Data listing
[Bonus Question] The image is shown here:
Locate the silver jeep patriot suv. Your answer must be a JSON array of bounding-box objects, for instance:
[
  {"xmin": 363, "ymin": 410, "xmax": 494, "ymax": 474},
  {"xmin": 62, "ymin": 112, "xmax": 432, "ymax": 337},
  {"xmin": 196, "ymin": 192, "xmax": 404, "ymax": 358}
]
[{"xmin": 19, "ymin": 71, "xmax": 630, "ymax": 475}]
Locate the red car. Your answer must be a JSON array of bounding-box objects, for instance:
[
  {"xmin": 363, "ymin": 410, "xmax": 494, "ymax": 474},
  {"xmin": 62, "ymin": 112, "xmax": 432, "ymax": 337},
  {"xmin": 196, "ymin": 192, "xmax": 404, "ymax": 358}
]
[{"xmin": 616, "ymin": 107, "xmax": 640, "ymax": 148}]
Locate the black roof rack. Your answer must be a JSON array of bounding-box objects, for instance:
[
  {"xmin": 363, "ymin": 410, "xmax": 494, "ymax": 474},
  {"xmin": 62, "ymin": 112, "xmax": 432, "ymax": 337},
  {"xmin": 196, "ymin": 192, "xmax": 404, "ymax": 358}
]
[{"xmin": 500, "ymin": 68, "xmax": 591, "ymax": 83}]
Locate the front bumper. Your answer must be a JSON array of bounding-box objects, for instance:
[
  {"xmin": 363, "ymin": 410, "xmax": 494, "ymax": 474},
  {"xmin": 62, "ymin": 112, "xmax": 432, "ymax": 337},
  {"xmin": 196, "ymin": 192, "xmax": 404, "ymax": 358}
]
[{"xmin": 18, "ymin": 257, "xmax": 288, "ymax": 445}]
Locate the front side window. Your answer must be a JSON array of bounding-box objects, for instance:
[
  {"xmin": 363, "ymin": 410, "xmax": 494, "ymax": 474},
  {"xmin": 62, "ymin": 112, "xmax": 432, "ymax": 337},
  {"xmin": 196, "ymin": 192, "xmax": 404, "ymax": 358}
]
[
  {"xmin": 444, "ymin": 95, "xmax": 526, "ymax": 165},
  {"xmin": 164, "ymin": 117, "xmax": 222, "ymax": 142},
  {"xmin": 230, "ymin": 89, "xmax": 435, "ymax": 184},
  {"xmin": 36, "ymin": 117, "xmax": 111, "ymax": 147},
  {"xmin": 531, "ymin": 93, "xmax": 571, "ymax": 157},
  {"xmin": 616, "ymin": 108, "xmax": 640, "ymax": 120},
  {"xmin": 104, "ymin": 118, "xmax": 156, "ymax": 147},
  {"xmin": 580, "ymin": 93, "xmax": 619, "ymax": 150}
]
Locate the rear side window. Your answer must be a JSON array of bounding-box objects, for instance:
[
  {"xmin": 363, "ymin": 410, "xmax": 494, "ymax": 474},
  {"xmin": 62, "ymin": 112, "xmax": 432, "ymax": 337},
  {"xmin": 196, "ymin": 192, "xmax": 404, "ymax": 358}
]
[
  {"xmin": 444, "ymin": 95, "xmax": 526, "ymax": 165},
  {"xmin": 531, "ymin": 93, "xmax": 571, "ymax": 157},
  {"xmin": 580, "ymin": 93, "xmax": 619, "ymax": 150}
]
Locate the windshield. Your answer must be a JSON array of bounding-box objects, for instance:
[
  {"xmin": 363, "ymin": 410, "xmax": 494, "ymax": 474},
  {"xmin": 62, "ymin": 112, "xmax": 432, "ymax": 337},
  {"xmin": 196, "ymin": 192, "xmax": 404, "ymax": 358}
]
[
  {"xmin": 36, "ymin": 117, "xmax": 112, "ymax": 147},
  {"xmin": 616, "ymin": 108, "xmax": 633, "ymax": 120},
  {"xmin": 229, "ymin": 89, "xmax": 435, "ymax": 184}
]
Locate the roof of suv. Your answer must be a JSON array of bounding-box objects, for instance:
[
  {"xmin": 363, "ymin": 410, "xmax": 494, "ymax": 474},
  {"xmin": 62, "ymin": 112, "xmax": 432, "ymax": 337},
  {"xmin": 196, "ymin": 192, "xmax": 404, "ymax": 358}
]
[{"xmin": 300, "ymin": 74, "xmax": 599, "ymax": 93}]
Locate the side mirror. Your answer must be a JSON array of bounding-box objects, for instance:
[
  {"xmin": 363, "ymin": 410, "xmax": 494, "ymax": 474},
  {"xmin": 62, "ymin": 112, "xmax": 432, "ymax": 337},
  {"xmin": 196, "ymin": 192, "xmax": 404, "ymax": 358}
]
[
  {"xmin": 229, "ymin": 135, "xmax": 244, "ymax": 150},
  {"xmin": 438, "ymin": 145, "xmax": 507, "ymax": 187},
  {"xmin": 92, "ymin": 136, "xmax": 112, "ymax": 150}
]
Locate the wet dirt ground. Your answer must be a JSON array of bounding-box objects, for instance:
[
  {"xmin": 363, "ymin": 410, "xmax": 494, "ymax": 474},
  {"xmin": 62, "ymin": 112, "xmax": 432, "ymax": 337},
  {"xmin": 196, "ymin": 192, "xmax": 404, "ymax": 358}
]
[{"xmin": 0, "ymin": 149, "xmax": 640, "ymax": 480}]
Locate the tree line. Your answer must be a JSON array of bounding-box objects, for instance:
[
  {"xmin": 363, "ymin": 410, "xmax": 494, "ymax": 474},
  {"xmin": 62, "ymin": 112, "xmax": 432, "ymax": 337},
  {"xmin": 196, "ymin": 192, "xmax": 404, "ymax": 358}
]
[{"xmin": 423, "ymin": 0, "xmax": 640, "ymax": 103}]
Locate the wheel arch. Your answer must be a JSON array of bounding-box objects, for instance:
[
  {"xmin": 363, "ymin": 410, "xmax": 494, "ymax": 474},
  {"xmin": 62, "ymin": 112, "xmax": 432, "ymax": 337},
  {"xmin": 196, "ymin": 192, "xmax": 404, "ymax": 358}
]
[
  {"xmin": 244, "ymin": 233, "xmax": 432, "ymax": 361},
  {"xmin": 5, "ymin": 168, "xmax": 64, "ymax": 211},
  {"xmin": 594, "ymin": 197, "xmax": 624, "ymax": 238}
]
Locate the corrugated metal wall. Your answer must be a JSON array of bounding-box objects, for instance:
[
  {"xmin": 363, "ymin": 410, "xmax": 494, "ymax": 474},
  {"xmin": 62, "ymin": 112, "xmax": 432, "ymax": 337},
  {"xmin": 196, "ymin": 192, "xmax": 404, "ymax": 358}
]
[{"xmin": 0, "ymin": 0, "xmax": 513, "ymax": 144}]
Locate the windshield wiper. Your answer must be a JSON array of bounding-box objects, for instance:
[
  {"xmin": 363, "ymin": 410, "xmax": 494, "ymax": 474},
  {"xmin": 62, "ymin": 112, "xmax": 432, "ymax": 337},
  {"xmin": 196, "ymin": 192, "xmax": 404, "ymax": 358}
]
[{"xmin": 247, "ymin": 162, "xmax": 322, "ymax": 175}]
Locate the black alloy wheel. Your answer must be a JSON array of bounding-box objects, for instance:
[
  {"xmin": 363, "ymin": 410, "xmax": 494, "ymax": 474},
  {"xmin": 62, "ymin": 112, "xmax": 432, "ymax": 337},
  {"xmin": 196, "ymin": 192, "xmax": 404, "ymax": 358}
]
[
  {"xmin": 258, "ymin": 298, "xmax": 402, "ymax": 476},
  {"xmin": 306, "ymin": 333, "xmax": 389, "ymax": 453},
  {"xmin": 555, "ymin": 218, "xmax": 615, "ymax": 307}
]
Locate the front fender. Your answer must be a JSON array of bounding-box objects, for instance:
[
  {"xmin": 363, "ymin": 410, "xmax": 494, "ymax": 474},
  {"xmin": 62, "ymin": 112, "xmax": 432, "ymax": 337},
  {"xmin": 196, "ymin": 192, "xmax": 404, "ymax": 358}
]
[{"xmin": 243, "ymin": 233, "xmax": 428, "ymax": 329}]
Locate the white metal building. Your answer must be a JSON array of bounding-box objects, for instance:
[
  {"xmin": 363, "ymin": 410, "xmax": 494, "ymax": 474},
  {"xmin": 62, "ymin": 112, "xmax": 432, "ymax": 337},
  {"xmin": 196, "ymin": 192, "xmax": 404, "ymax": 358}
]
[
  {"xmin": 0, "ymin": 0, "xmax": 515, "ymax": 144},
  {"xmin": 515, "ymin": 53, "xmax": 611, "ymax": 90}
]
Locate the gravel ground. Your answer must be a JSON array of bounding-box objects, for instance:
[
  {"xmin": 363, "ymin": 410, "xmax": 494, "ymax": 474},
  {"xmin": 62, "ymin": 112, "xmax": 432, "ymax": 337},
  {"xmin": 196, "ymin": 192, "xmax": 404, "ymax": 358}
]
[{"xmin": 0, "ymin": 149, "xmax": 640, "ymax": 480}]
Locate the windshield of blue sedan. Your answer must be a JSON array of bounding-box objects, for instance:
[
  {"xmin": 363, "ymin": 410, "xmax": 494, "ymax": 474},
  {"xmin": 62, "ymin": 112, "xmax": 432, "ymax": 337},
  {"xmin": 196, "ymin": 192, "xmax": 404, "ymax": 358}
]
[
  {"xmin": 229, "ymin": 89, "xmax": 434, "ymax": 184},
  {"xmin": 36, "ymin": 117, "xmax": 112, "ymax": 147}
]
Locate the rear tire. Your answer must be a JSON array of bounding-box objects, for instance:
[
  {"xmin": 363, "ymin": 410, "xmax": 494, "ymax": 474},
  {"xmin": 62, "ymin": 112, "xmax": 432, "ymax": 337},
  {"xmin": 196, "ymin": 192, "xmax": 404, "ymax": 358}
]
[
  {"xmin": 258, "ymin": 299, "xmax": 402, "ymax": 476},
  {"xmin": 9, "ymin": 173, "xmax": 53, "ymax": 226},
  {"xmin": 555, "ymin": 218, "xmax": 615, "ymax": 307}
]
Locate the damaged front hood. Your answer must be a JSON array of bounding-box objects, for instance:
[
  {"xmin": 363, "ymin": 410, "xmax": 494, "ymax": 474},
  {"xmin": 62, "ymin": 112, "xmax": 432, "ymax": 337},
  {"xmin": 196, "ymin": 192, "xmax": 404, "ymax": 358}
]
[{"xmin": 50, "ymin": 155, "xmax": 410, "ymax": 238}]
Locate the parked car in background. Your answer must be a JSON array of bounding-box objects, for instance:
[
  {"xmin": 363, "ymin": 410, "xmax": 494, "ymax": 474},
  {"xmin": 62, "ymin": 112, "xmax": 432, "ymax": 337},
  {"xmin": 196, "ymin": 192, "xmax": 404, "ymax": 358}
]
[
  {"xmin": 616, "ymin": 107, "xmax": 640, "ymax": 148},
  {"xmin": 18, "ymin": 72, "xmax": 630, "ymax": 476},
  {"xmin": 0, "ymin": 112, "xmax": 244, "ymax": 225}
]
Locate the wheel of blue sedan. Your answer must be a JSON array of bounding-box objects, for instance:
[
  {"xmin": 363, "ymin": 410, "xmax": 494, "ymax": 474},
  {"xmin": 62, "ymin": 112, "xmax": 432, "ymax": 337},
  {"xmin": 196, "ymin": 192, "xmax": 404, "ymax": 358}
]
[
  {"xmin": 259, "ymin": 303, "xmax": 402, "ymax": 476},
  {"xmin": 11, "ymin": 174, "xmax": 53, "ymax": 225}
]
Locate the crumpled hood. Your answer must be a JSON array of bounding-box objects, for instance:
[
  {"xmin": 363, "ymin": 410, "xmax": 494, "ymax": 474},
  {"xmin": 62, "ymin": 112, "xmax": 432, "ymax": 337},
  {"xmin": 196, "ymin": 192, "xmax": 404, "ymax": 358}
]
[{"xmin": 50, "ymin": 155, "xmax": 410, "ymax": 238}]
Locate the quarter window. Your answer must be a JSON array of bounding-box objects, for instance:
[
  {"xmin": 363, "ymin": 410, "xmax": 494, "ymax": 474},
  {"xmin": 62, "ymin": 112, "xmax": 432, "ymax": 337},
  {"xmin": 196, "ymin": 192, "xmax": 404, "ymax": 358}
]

Objective:
Which lines in the data above contain the string "sedan", counting only matches with the same uppercase and lowercase letters? Copy each of those lines.

Response to the exercise:
Locate the windshield of blue sedan. Your answer must be a JSON array of bounding-box objects, for instance:
Locate the wheel of blue sedan. Your answer must be a JSON array of bounding-box objects, for instance:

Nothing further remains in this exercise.